### To do:
Pictures excluded, return every entry exactly, please.

(Collected data entries)
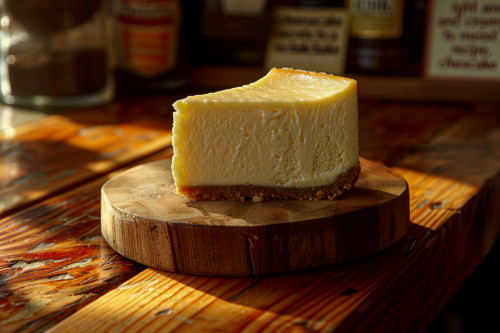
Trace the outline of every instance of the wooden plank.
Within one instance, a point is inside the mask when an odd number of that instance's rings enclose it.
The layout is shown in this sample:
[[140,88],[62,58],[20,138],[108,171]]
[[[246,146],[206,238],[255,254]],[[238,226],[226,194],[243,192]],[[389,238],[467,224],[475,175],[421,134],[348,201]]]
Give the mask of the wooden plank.
[[169,147],[175,98],[122,98],[0,133],[0,217]]
[[500,82],[489,80],[430,80],[421,77],[350,75],[358,81],[359,97],[410,102],[500,102]]
[[[147,269],[50,332],[422,330],[498,235],[498,117],[495,109],[470,114],[402,160],[398,170],[410,185],[414,224],[387,251],[324,269],[249,280]],[[477,127],[462,131],[470,124]],[[472,170],[455,167],[467,159],[460,147],[470,140],[495,154],[474,155]],[[427,159],[443,142],[455,142],[455,153],[443,155],[446,163]],[[460,195],[445,203],[450,186]]]
[[462,104],[366,103],[360,104],[360,155],[386,165],[394,165],[417,145],[471,112],[470,106]]
[[99,188],[107,179],[0,220],[1,332],[42,331],[143,269],[102,239]]
[[[274,332],[286,328],[323,331],[332,328],[332,323],[338,324],[348,313],[346,310],[359,305],[369,293],[370,285],[352,279],[353,272],[348,271],[348,267],[328,272],[312,270],[256,279],[195,277],[148,269],[52,331],[63,327],[74,332],[160,328],[204,332]],[[144,306],[146,303],[149,305]],[[116,304],[126,305],[123,311],[111,311]],[[99,320],[99,312],[109,316]]]

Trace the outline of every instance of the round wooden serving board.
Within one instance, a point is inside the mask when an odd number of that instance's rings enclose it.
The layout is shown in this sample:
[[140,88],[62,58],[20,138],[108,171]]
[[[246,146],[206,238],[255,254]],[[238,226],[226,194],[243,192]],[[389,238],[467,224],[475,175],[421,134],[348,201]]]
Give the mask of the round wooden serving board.
[[171,160],[103,185],[102,234],[118,253],[172,272],[251,276],[359,259],[407,231],[405,179],[361,159],[356,186],[329,201],[193,201],[175,193]]

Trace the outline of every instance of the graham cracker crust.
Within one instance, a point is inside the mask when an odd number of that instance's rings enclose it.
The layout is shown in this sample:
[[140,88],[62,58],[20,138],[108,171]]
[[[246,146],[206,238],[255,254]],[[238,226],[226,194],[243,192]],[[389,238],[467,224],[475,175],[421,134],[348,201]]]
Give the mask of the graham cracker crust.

### Answer to this task:
Trace the outline of every instance of the wooden plank.
Within one instance, a point is inside the mask when an odd number of that instance's rings enclose it.
The layout is shown in this sample:
[[140,88],[62,58],[20,138],[108,171]]
[[[246,146],[206,238],[255,254]],[[238,226],[226,194],[243,192]],[[389,238],[467,224],[475,175],[421,134],[348,201]]]
Give the mask of the wooden plank.
[[169,147],[175,98],[122,98],[0,133],[0,217]]
[[500,82],[489,80],[430,80],[421,77],[350,75],[358,81],[359,97],[410,102],[500,102]]
[[[147,269],[50,332],[422,330],[498,235],[498,117],[495,109],[470,114],[402,160],[398,170],[410,185],[414,224],[387,251],[324,269],[249,280]],[[477,127],[462,131],[470,124]],[[472,170],[455,167],[467,159],[460,147],[470,140],[495,154],[474,155]],[[427,159],[443,142],[455,142],[455,153],[443,155],[446,163]],[[460,195],[445,203],[450,186]]]
[[462,104],[366,103],[360,104],[360,155],[386,165],[394,165],[417,145],[471,112],[470,106]]
[[99,188],[107,179],[0,220],[1,332],[42,331],[143,269],[102,239]]
[[[274,332],[286,328],[323,331],[332,328],[332,323],[338,324],[348,313],[346,310],[359,305],[369,293],[370,285],[352,279],[353,272],[348,271],[348,267],[328,272],[312,270],[256,279],[195,277],[148,269],[52,331],[63,327],[74,332],[160,328],[204,332]],[[144,306],[146,303],[149,305]],[[116,304],[126,305],[123,311],[111,311]],[[99,320],[99,312],[109,316]]]

Trace the outline of every instance of the round wooden serving board.
Within one instance, a point is inside the mask when an odd number of that instance's rings enclose it.
The layout is shown in this sample:
[[140,88],[62,58],[20,138],[108,171]]
[[[246,146],[206,238],[255,254]],[[238,226],[226,194],[243,192]],[[389,238],[467,224],[475,175],[421,134],[348,201]]]
Give the mask of the round wooden serving board.
[[171,160],[103,185],[102,234],[118,253],[172,272],[251,276],[359,259],[407,231],[405,179],[361,159],[356,186],[329,201],[193,201],[175,193]]

Trace the outline of every instance of the graham cracker crust.
Within one instance, a point is inside the mask when an odd number of that instance's rings enclose it.
The layout is shown in this sample:
[[140,88],[62,58],[20,138],[108,171]]
[[[246,146],[206,238],[255,254]],[[238,226],[226,194],[243,192]],[[389,238],[467,224],[475,175],[421,134],[348,201]]]
Give the mask of the graham cracker crust.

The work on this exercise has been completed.